**EXERCISE**
Please show every line of the data that contains the word "trunk", copying each such line in full. Case counts.

**DATA FOR THIS EXERCISE**
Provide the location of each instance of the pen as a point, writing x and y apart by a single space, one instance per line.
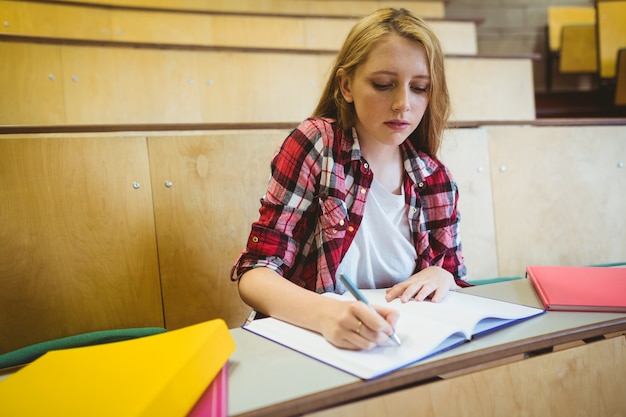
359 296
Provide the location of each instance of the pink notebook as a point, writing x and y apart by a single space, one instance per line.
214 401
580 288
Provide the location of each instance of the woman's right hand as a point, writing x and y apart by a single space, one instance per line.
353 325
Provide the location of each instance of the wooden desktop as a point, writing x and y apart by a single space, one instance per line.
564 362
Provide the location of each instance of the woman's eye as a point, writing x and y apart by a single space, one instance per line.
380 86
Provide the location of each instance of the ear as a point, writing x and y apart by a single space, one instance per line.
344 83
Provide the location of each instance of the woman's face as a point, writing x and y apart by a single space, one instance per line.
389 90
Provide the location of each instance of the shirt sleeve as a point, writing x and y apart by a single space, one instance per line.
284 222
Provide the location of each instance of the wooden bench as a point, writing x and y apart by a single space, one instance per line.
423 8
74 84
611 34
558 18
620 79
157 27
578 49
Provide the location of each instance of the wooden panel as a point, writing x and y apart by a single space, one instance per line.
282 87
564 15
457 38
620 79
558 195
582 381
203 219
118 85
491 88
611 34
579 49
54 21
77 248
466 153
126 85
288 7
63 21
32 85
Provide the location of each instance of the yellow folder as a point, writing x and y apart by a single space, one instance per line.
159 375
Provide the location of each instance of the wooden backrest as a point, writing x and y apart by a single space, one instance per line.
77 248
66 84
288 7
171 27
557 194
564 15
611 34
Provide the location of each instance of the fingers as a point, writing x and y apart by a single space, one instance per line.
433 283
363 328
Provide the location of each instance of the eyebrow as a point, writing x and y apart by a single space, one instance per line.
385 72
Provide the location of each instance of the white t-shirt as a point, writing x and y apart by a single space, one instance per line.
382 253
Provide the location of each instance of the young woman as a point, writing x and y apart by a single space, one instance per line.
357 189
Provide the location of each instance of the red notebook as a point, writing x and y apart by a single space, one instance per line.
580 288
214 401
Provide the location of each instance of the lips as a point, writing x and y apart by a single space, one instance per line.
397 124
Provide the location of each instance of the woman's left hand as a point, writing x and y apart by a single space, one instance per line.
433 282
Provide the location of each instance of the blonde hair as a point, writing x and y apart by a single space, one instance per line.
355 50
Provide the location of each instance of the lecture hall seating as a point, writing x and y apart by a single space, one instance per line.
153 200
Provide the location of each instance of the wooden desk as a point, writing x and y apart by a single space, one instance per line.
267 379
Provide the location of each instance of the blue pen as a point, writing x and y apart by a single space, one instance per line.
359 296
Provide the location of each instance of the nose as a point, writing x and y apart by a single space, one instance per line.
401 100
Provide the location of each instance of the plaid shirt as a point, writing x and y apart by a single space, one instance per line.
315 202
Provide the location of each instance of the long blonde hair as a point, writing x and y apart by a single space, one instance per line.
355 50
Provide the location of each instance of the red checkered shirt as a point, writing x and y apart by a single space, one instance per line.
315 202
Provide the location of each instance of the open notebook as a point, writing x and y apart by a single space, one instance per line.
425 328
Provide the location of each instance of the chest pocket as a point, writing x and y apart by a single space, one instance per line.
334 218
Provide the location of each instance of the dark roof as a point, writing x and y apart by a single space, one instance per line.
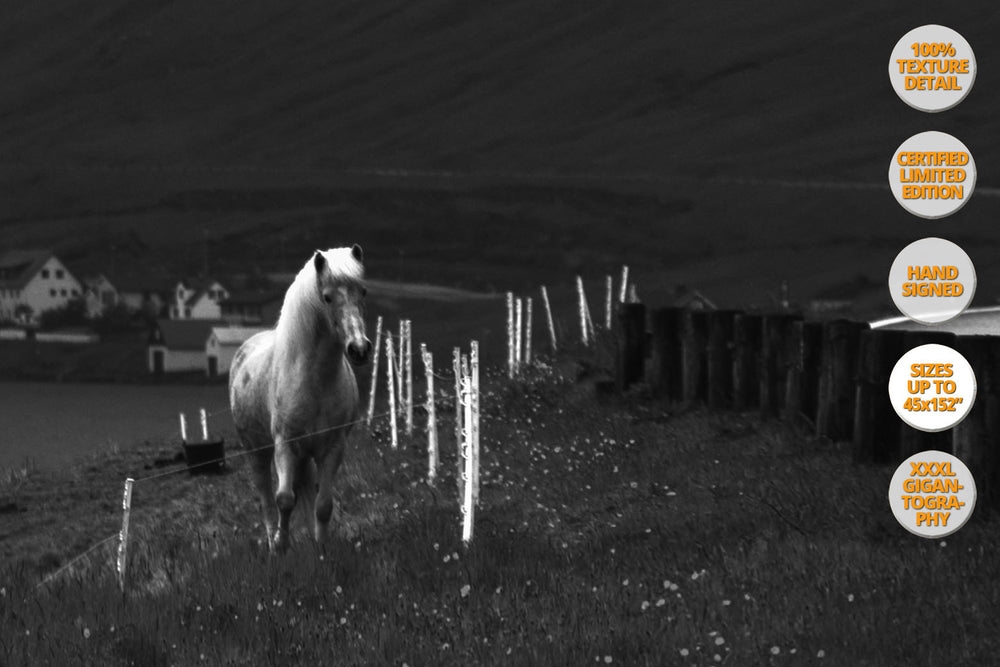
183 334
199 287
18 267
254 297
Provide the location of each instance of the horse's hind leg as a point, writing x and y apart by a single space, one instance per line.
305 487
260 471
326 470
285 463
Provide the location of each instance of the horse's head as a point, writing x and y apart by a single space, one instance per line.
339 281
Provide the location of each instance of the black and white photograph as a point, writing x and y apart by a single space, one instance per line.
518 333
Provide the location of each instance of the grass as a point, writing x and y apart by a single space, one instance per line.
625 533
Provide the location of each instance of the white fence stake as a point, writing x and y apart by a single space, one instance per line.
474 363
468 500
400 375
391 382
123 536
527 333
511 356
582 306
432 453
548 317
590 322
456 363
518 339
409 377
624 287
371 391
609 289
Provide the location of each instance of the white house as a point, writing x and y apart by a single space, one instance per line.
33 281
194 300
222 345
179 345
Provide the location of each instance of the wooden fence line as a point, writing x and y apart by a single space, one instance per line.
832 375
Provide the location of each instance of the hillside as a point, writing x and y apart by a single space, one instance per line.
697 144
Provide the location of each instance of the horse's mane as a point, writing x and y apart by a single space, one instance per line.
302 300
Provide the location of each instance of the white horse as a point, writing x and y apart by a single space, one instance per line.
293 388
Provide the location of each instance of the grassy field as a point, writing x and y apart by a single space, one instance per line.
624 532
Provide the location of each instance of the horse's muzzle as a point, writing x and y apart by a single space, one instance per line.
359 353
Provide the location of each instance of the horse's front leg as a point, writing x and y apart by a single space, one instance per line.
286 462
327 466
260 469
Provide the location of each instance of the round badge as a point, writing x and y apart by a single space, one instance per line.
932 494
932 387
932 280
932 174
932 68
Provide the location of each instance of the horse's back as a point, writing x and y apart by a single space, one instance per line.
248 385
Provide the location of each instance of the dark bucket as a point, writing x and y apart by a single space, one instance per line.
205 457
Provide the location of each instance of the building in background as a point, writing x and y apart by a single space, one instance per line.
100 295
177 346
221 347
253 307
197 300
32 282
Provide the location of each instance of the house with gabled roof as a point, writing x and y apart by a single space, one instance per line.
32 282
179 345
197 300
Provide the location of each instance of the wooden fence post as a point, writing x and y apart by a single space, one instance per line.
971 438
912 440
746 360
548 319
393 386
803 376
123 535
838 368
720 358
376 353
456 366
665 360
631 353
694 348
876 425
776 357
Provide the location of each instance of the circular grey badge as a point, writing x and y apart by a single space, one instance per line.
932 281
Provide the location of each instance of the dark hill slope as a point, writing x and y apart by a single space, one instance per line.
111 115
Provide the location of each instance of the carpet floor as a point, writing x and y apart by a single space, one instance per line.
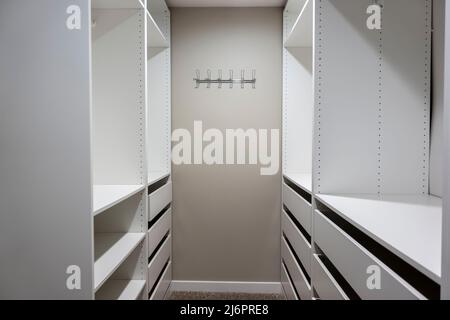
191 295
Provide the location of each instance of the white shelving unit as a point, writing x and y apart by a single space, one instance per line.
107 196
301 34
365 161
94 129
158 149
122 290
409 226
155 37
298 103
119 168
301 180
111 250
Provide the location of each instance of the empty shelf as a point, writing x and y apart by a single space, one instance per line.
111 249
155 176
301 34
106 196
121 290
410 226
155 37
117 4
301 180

--

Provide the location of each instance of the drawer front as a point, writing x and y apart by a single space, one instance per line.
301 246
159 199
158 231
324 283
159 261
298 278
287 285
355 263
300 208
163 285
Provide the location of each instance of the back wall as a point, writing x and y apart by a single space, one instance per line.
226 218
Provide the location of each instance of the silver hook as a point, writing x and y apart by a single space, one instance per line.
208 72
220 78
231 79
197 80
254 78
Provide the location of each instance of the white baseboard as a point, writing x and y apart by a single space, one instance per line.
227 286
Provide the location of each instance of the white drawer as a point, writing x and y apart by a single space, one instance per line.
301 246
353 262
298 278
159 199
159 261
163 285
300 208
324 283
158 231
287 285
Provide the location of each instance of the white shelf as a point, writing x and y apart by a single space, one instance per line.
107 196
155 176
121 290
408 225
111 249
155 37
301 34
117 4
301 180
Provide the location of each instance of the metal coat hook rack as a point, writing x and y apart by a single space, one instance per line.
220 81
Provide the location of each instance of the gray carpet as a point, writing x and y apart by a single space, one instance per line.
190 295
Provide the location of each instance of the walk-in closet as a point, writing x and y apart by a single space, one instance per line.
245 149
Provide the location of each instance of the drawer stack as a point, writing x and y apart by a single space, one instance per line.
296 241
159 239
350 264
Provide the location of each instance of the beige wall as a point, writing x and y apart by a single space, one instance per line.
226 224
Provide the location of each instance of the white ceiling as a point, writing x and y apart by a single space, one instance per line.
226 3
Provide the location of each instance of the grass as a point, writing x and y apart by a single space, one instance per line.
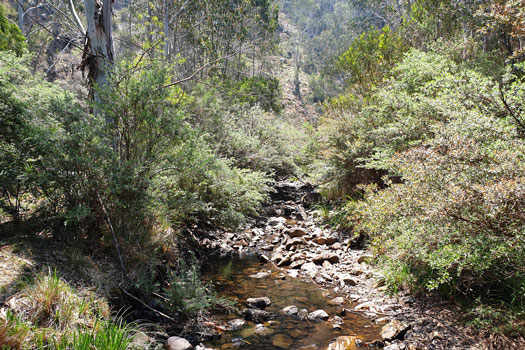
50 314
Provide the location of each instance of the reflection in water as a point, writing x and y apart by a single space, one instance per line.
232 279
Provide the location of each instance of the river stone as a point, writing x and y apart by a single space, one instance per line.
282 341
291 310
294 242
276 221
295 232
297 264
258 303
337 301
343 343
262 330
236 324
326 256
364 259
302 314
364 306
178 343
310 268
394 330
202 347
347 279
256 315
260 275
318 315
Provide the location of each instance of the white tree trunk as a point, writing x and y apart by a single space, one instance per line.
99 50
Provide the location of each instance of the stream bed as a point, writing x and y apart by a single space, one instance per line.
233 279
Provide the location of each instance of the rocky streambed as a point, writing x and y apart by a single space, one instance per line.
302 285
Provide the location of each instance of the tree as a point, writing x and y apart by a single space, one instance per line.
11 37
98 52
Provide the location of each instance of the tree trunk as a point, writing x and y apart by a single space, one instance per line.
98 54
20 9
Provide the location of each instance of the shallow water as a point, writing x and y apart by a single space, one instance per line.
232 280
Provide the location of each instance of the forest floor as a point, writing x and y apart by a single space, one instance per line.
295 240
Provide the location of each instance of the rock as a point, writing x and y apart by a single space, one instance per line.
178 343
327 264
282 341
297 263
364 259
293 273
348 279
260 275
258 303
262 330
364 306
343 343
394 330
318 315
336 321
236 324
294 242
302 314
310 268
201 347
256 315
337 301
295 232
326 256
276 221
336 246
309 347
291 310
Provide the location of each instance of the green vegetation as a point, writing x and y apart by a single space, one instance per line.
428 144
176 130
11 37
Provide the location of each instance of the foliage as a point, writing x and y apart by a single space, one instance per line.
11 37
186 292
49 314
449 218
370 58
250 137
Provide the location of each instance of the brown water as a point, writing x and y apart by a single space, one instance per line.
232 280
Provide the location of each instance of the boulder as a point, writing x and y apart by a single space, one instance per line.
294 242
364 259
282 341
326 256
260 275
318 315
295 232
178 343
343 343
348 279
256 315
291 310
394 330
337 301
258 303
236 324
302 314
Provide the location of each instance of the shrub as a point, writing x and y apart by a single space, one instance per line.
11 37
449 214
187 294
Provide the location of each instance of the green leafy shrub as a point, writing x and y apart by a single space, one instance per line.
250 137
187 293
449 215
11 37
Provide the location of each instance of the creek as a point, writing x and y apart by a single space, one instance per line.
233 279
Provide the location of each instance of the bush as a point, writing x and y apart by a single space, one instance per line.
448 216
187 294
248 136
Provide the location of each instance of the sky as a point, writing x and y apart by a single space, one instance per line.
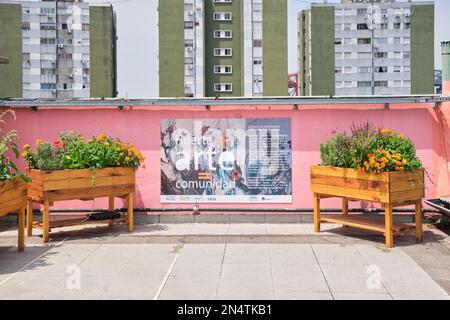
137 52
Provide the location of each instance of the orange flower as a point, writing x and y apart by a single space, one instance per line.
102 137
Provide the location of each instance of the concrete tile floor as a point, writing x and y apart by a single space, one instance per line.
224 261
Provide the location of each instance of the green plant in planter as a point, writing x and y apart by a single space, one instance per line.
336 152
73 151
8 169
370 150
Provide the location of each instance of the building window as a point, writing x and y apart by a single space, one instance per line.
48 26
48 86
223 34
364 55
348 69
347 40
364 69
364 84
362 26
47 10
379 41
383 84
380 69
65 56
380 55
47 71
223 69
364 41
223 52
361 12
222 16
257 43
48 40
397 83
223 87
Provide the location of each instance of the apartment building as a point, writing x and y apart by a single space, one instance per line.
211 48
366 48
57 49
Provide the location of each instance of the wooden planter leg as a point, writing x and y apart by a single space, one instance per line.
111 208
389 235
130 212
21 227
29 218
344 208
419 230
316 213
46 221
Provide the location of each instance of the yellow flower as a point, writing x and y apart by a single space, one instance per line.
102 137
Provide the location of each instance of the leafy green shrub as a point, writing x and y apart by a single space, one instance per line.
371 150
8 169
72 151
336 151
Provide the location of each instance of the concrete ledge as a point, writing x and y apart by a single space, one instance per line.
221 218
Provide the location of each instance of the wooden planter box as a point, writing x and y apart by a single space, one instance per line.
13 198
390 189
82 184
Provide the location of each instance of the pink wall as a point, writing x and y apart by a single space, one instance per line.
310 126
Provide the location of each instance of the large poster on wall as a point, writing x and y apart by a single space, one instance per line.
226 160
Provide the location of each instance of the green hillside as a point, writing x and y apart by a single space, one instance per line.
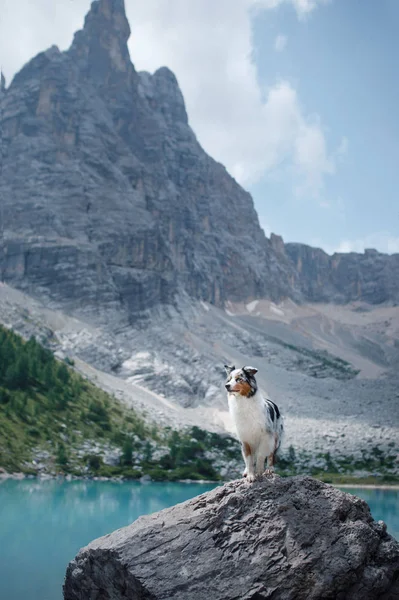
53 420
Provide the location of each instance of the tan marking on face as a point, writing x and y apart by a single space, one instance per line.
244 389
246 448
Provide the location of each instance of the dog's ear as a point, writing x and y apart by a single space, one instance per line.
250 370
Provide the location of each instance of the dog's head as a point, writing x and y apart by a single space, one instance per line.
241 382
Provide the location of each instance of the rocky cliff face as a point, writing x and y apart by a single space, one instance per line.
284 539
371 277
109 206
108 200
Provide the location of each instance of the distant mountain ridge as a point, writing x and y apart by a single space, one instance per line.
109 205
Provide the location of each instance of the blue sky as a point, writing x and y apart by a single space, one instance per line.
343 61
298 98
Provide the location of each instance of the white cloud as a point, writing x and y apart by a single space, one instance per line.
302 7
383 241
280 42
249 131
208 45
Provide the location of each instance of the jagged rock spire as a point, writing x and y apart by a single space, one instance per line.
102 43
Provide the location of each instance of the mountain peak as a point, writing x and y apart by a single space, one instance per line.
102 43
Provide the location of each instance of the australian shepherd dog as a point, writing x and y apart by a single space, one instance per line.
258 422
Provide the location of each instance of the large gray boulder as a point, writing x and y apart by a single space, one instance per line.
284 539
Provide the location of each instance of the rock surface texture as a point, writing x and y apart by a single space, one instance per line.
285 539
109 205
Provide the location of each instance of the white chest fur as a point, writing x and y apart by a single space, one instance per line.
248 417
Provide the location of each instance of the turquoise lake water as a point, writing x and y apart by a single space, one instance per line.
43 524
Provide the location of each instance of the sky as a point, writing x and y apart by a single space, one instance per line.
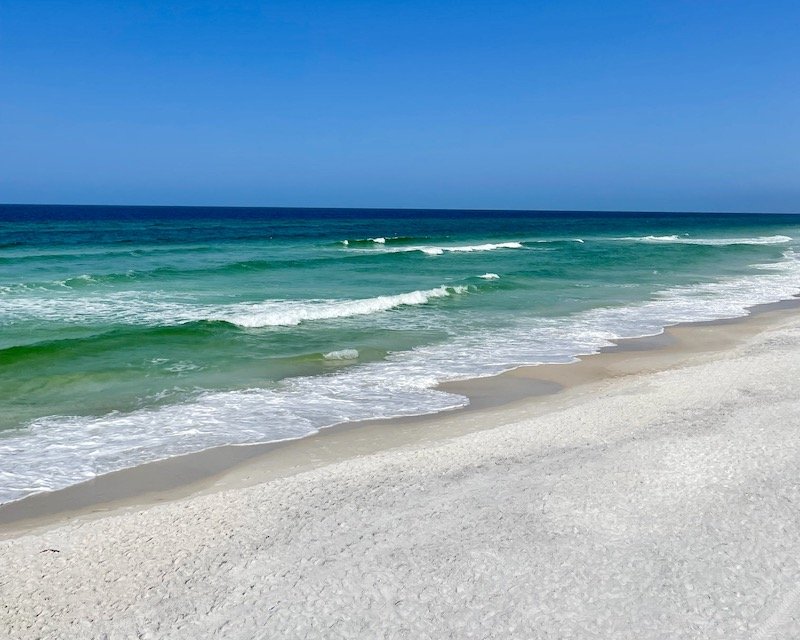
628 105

**SOLUTION TO THIS PROBLEM**
Provide the location of each instance of the white tree trunk as a point, writing x and y apart by a single space, one instance per line.
Provide the location of each instance of the tree trunk as a point, writing x and y apart by a single space, one instance per line.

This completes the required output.